## Document segment
Now, we can put it all together. The train_and_export_model() function trains an anomaly detection model using Anomalib's Engine class, exports the model to OpenVINO format for fast inference, and returns the model's "inferencer" object. The inferencer object is used for predicting on new images.

def train_and_export_model(object_type, model, transform=None):
## Train model on our data
datamodule = create_datamodule(object_type, transform=transform)
engine = Engine(task=TASK)
engine.fit(model=model, datamodule=datamodule)

## Export model into OpenVINO format for fast inference
engine.export(
model=model,
export_type=ExportType.OPENVINO,
)
output_path = Path(engine.trainer.default_root_dir)
openvino_model_path = output_path / "weights" / "openvino" / "model.bin"
metadata = output_path / "weights" / "openvino" / "metadata.json"

## Load the inference object from export
inferencer = OpenVINOInferencer(
path=openvino_model_path,
metadata=metadata,
device="CPU",
)
return inferencer

Let's try PaDiM first. The training process should take less than a minute:

model = Padim()
inferencer = train_and_export_model(OBJECT, model)

Now we have an anomaly detection model trained for the "bottle" category. Let's run our inferencer on a single image and check the results:

## get the test split of the dataset
test_split = dataset.match(F("category.label") == OBJECT).match(F("split") == "test")
## get the first sample from the test split
test_image = Image.open(test_split.first().filepath)
output = inferencer.predict(image=test_image)
print(output)

The output contains a scalar anomaly score pred_score, a pred_mask representing the predicted anomaly region, and an anomaly_map showing the anomaly score for each pixel. These are valuable information to understand the model's prediction.

With the run_inference() function, we can run the model on a collection of FiftyOne samples (e.g., our test set) while inputting the inferencer and a key to store the results in the samples. The threshold parameter is the cutoff for the anomaly score. If the score is above the threshold, the sample is considered anomalous. In this case, we use a threshold of 0.5, but you can try different values.

def run_inference(sample_collection, inferencer, key, threshold=0.5):
for sample in sample_collection.iter_samples(autosave=True, progress=True):
output = inferencer.predict(image=Image.open(sample.filepath))

conf = output.pred_score
anomaly = "normal" if conf < threshold else "anomaly"
sample[f"pred_anomaly_score_{key}"] = conf
sample[f"pred_anomaly_{key}"] = fo.Classification(label=anomaly)
sample[f"pred_anomaly_map_{key}"] = fo.Heatmap(map=output.anomaly_map)
sample[f"pred_defect_mask_{key}"] = fo.Segmentation(mask=output.pred_mask)

Let's run inference on the test results in the FiftyOne app and visualize the results:

run_inference(test_split, inferencer, "padim")

## Raw data
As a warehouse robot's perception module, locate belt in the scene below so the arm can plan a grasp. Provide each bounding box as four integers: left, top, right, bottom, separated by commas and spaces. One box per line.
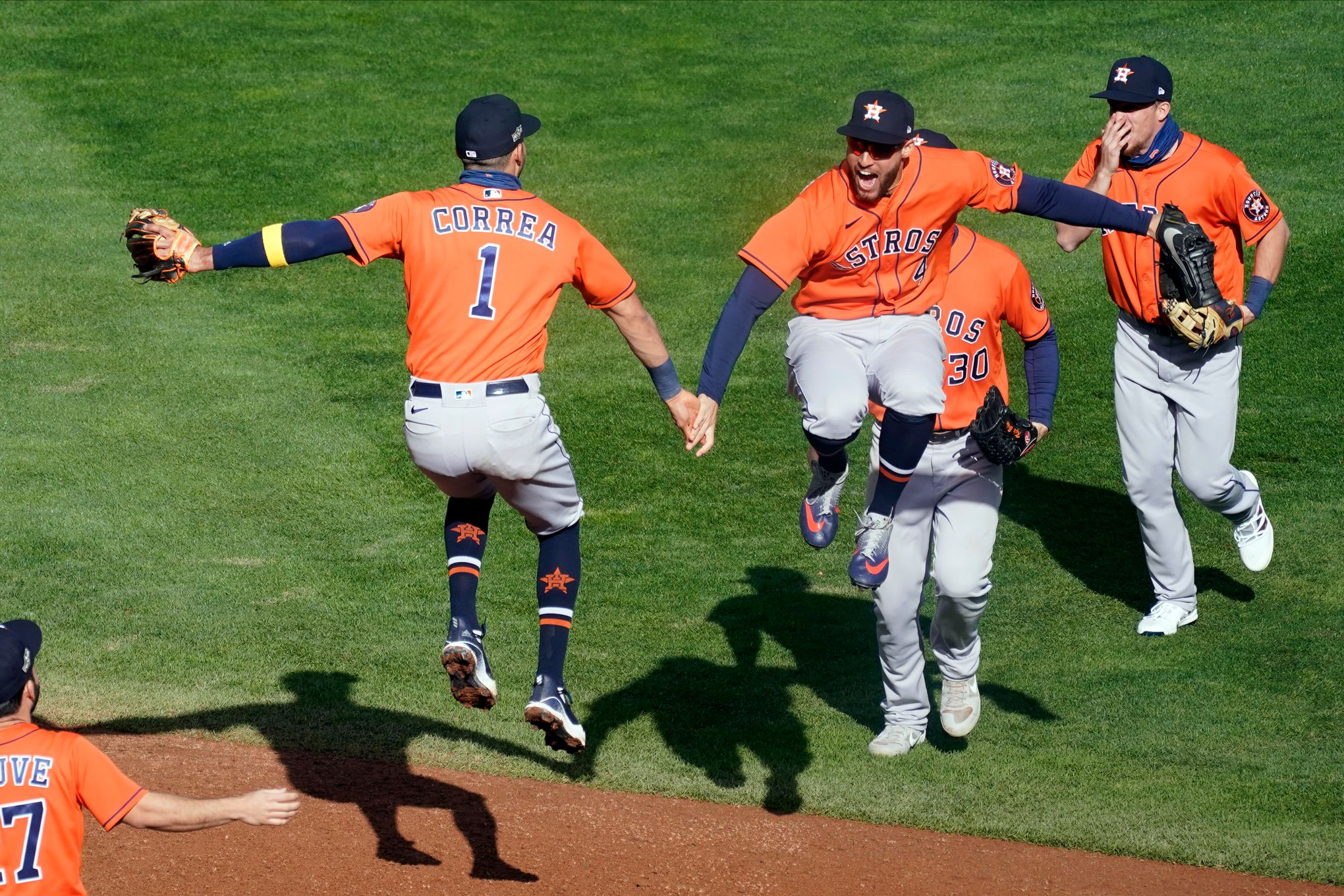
411, 378, 527, 398
929, 426, 970, 445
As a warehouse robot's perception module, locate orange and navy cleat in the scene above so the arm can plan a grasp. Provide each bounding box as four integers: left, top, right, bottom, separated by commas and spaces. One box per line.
523, 676, 587, 752
439, 619, 499, 710
849, 513, 891, 588
798, 461, 849, 549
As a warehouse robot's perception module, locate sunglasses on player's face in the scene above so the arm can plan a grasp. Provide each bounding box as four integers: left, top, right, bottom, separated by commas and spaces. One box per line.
1106, 99, 1157, 114
845, 137, 901, 161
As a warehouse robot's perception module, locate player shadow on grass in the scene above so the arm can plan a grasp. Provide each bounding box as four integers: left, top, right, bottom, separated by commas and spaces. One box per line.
80, 671, 553, 882
578, 567, 1055, 814
1000, 464, 1255, 614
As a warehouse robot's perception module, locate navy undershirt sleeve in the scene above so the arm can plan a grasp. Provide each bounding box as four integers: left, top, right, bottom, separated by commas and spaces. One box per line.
215, 217, 355, 270
699, 265, 783, 402
1013, 173, 1153, 237
1021, 325, 1059, 426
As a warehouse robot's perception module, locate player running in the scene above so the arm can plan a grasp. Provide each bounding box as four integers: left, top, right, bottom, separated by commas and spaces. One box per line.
686, 90, 1188, 588
849, 129, 1059, 756
128, 94, 698, 752
1057, 57, 1289, 635
0, 619, 298, 893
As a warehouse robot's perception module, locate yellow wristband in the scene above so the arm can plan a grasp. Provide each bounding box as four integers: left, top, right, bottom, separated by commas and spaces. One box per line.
261, 225, 289, 267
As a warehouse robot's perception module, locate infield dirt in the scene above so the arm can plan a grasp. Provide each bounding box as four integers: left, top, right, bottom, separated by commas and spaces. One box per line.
83, 735, 1344, 896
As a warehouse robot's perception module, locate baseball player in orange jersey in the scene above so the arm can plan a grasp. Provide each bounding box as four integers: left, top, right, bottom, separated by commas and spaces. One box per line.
686, 90, 1177, 588
0, 619, 298, 896
126, 94, 698, 752
1057, 57, 1289, 635
868, 130, 1059, 756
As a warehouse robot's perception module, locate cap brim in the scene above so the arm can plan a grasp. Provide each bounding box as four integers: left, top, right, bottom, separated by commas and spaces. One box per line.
0, 619, 42, 656
836, 125, 914, 146
1091, 88, 1157, 102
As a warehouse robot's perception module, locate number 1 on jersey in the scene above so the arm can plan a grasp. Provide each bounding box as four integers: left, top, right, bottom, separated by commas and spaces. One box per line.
470, 243, 500, 321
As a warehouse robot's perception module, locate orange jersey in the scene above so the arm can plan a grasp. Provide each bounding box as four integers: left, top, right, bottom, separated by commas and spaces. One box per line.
1065, 132, 1283, 322
738, 146, 1021, 320
868, 226, 1050, 430
335, 184, 634, 383
0, 723, 148, 896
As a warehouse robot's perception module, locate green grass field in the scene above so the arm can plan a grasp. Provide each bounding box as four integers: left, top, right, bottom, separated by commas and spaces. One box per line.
0, 3, 1344, 883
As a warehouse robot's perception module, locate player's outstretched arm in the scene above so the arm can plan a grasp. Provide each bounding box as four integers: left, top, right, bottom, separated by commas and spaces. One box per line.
124, 787, 298, 831
602, 294, 699, 438
125, 208, 354, 283
685, 265, 783, 457
1013, 175, 1158, 238
1242, 217, 1291, 323
1055, 113, 1131, 252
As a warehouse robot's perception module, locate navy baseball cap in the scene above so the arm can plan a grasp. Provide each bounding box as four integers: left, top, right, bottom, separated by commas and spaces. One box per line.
836, 90, 915, 146
456, 93, 542, 159
911, 128, 957, 149
0, 619, 42, 700
1093, 57, 1172, 102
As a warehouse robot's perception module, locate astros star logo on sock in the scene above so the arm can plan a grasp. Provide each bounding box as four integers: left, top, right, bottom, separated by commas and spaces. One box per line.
450, 522, 485, 544
540, 567, 574, 594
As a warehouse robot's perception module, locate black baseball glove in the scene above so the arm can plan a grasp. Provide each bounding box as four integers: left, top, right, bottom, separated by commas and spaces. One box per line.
1157, 204, 1245, 349
970, 385, 1038, 466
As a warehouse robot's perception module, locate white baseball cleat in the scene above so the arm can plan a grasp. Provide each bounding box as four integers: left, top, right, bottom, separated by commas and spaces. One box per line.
868, 724, 923, 756
1138, 600, 1199, 635
1233, 470, 1274, 573
938, 676, 980, 737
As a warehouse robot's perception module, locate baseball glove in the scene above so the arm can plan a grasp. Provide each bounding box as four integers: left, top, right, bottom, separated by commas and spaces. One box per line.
125, 208, 200, 283
970, 385, 1038, 466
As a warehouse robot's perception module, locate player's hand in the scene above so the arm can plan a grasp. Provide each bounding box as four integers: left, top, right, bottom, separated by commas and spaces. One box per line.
238, 787, 298, 825
1097, 111, 1133, 176
665, 389, 700, 441
685, 395, 719, 457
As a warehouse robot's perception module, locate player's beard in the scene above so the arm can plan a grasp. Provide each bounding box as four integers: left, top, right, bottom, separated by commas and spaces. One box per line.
848, 163, 901, 206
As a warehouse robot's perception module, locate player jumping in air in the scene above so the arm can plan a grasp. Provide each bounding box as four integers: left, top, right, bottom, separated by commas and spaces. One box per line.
686, 90, 1177, 588
128, 94, 698, 752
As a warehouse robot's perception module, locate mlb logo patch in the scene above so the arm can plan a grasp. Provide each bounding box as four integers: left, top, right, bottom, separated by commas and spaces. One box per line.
989, 159, 1017, 186
1031, 283, 1046, 312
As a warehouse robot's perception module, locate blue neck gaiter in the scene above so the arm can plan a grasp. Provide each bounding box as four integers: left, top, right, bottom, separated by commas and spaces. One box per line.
1125, 115, 1180, 168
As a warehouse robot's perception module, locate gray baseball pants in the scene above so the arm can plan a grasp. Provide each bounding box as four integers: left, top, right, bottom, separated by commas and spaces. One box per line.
868, 423, 1003, 731
403, 374, 583, 535
783, 314, 946, 441
1115, 313, 1259, 610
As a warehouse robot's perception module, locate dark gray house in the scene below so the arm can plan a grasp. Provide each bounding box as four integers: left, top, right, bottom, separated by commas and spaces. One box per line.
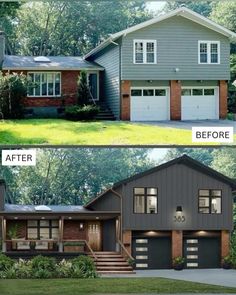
0, 7, 236, 121
0, 156, 236, 272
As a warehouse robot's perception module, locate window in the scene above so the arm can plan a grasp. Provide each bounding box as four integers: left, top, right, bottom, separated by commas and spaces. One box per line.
28, 72, 61, 97
27, 220, 59, 240
134, 40, 157, 64
134, 188, 157, 214
198, 190, 222, 214
198, 41, 220, 64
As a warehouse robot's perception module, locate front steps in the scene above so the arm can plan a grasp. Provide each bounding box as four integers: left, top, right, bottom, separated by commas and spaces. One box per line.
91, 252, 134, 274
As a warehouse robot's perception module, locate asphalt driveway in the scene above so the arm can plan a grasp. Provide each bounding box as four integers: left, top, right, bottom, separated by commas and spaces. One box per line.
137, 120, 236, 134
103, 269, 236, 292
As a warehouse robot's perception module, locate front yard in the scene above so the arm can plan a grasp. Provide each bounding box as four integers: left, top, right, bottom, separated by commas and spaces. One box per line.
0, 278, 236, 295
0, 119, 220, 145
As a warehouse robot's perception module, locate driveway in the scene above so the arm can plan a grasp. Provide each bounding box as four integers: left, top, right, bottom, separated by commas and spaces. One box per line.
103, 269, 236, 288
136, 120, 236, 134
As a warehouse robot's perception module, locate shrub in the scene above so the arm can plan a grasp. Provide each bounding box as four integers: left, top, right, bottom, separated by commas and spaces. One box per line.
0, 73, 29, 119
0, 254, 14, 271
71, 255, 97, 278
65, 105, 99, 121
31, 255, 56, 272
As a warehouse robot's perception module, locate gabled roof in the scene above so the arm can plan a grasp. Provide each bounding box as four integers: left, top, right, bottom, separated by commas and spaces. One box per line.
113, 155, 236, 190
84, 7, 236, 59
2, 55, 104, 71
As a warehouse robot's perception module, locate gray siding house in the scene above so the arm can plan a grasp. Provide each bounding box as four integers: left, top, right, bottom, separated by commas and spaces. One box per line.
85, 7, 236, 121
0, 156, 236, 272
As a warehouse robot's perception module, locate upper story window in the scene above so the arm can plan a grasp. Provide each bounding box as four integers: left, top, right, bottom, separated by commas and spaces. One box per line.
28, 72, 61, 97
134, 40, 157, 64
198, 189, 222, 214
198, 41, 220, 64
134, 187, 157, 214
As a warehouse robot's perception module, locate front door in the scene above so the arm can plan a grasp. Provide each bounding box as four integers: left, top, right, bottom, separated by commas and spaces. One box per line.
88, 221, 102, 251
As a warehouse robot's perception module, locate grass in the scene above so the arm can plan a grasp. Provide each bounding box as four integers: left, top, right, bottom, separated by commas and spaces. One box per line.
0, 119, 219, 145
0, 278, 236, 295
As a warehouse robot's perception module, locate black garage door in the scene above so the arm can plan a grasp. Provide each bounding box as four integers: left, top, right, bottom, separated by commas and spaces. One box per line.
132, 237, 171, 269
184, 237, 220, 268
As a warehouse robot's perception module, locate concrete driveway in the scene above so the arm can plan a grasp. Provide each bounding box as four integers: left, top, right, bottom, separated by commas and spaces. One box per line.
103, 269, 236, 288
136, 120, 236, 134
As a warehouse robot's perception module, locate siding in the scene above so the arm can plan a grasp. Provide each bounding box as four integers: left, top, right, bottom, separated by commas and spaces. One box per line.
119, 164, 233, 230
93, 44, 120, 119
89, 192, 120, 211
121, 16, 230, 80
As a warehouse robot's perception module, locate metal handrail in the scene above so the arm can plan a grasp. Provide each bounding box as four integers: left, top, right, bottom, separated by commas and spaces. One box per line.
118, 240, 134, 260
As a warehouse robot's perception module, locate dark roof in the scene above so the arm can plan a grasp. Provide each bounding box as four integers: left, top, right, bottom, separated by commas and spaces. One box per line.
113, 155, 236, 189
2, 55, 104, 71
4, 204, 90, 213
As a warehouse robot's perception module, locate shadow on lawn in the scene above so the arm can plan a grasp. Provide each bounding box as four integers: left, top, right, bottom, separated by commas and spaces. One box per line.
0, 131, 47, 145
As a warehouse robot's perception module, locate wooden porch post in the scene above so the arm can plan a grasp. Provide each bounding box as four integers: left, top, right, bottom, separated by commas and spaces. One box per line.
59, 216, 64, 252
2, 217, 7, 253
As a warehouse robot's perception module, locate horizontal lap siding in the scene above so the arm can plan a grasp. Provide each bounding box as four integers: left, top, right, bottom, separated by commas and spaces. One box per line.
94, 45, 120, 119
123, 164, 232, 230
121, 16, 230, 80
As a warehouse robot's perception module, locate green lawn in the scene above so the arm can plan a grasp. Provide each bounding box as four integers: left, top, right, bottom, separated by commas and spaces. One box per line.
0, 119, 219, 145
0, 278, 236, 295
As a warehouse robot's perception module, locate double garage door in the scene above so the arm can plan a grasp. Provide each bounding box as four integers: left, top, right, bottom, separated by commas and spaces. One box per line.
130, 87, 219, 121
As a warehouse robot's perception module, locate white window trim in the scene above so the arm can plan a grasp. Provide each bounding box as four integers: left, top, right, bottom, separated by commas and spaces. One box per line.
198, 40, 221, 65
87, 71, 100, 101
133, 39, 157, 65
27, 71, 61, 98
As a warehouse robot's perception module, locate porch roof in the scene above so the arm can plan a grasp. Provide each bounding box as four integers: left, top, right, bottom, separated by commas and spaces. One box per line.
2, 55, 104, 71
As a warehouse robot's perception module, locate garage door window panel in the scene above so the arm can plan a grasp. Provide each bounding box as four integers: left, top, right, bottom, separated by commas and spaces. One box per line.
198, 190, 222, 214
134, 188, 158, 214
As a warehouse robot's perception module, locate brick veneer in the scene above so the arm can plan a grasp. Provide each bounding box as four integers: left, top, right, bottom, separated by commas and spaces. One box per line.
221, 230, 230, 258
219, 80, 228, 119
122, 230, 132, 255
172, 230, 183, 258
170, 80, 181, 120
121, 80, 131, 121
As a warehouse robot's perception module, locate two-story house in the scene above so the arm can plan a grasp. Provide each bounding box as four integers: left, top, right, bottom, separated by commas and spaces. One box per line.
0, 7, 236, 121
0, 156, 236, 272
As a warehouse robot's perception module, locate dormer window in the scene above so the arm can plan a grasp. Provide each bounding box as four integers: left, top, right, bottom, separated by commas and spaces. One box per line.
198, 41, 220, 64
134, 40, 157, 64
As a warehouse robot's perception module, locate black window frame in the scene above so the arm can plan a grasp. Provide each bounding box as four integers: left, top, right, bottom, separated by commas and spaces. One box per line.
198, 188, 223, 215
133, 187, 158, 215
27, 219, 59, 240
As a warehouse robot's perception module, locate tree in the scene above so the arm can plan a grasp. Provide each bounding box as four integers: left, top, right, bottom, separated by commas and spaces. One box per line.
164, 0, 213, 17
77, 71, 92, 106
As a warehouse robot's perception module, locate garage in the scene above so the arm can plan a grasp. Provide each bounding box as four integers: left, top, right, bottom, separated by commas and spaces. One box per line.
184, 237, 220, 268
181, 87, 219, 120
130, 87, 170, 121
132, 237, 172, 269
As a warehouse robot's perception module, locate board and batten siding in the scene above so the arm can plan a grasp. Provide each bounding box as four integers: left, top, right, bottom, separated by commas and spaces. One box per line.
121, 16, 230, 80
93, 44, 120, 119
119, 164, 233, 230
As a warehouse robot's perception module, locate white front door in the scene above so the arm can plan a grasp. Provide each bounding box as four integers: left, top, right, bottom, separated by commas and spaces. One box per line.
181, 87, 219, 120
131, 87, 170, 121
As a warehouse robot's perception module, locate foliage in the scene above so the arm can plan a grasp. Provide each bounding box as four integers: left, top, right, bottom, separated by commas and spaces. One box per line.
65, 105, 99, 121
0, 254, 14, 271
0, 73, 28, 119
77, 71, 92, 106
0, 254, 97, 279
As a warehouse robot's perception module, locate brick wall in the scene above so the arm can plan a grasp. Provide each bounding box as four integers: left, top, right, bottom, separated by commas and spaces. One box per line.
122, 230, 132, 255
172, 230, 183, 258
221, 230, 230, 258
170, 80, 181, 120
219, 80, 228, 119
121, 80, 131, 121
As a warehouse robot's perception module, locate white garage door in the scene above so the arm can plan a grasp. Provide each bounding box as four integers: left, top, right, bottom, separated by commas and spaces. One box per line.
131, 88, 170, 121
181, 87, 219, 120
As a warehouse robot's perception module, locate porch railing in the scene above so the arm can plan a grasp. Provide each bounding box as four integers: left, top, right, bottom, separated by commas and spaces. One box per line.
62, 240, 97, 260
118, 240, 134, 260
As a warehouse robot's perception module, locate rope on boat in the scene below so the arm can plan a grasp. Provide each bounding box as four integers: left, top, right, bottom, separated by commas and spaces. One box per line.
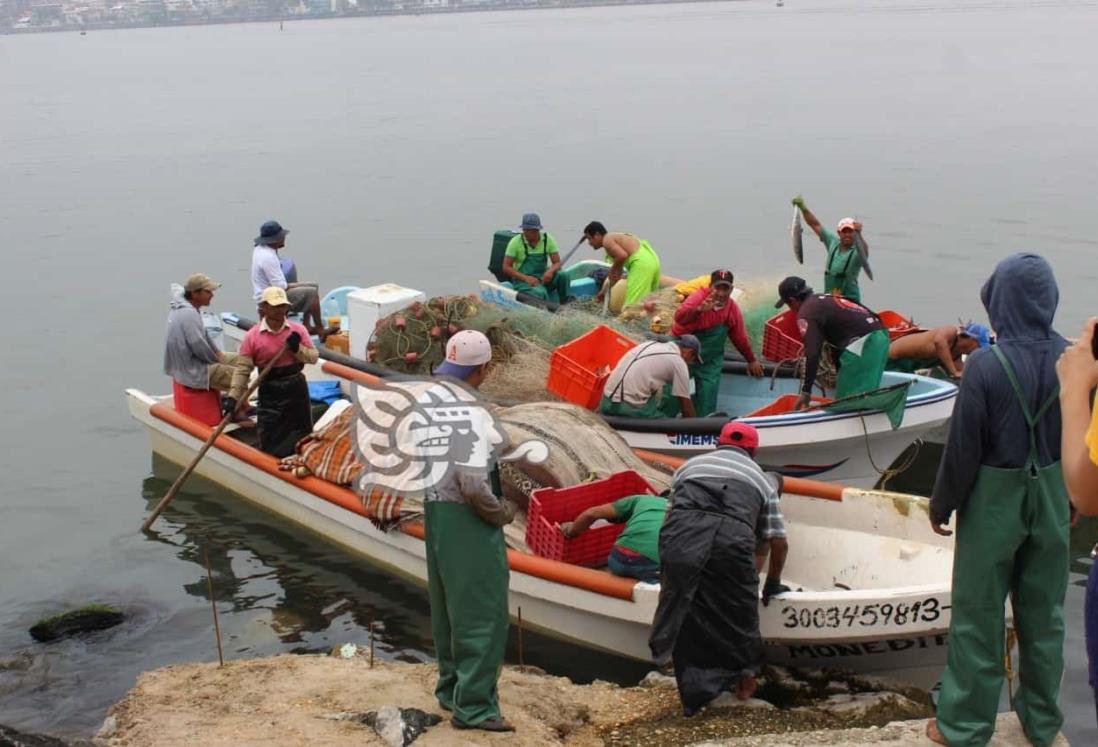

## Required tasks
1 - Decide whether each statement below agrees with the anomaly detection tutorial. Answer yes or no for each, and quote the words of the tutorial that settle it.
(a) The exported model is loaded to run on a GPU.
(b) Training with PaDiM should take under a minute.
(c) A sample whose score is above the threshold counts as anomalous.
2 - Return the part of the anomaly detection tutorial that begins at the words "print(output)" and stops after the words "the model's prediction.".
3 - Answer these questions from the anomaly detection tutorial:
(a) What format is the model exported to for fast inference?
(b) For which category has the model been trained?
(c) What threshold value does run_inference() use by default?

## List of solutions
1 -
(a) No: device="CPU"
(b) Yes: "The training process should take less than a minute"
(c) Yes: "If the score is above the threshold, the sample is considered anomalous."

2 -
print(output)

The output contains a scalar anomaly score pred_score, a pred_mask representing the predicted anomaly region, and an anomaly_map showing the anomaly score for each pixel. These are valuable information to understand the model's prediction.

3 -
(a) OpenVINO
(b) "bottle"
(c) 0.5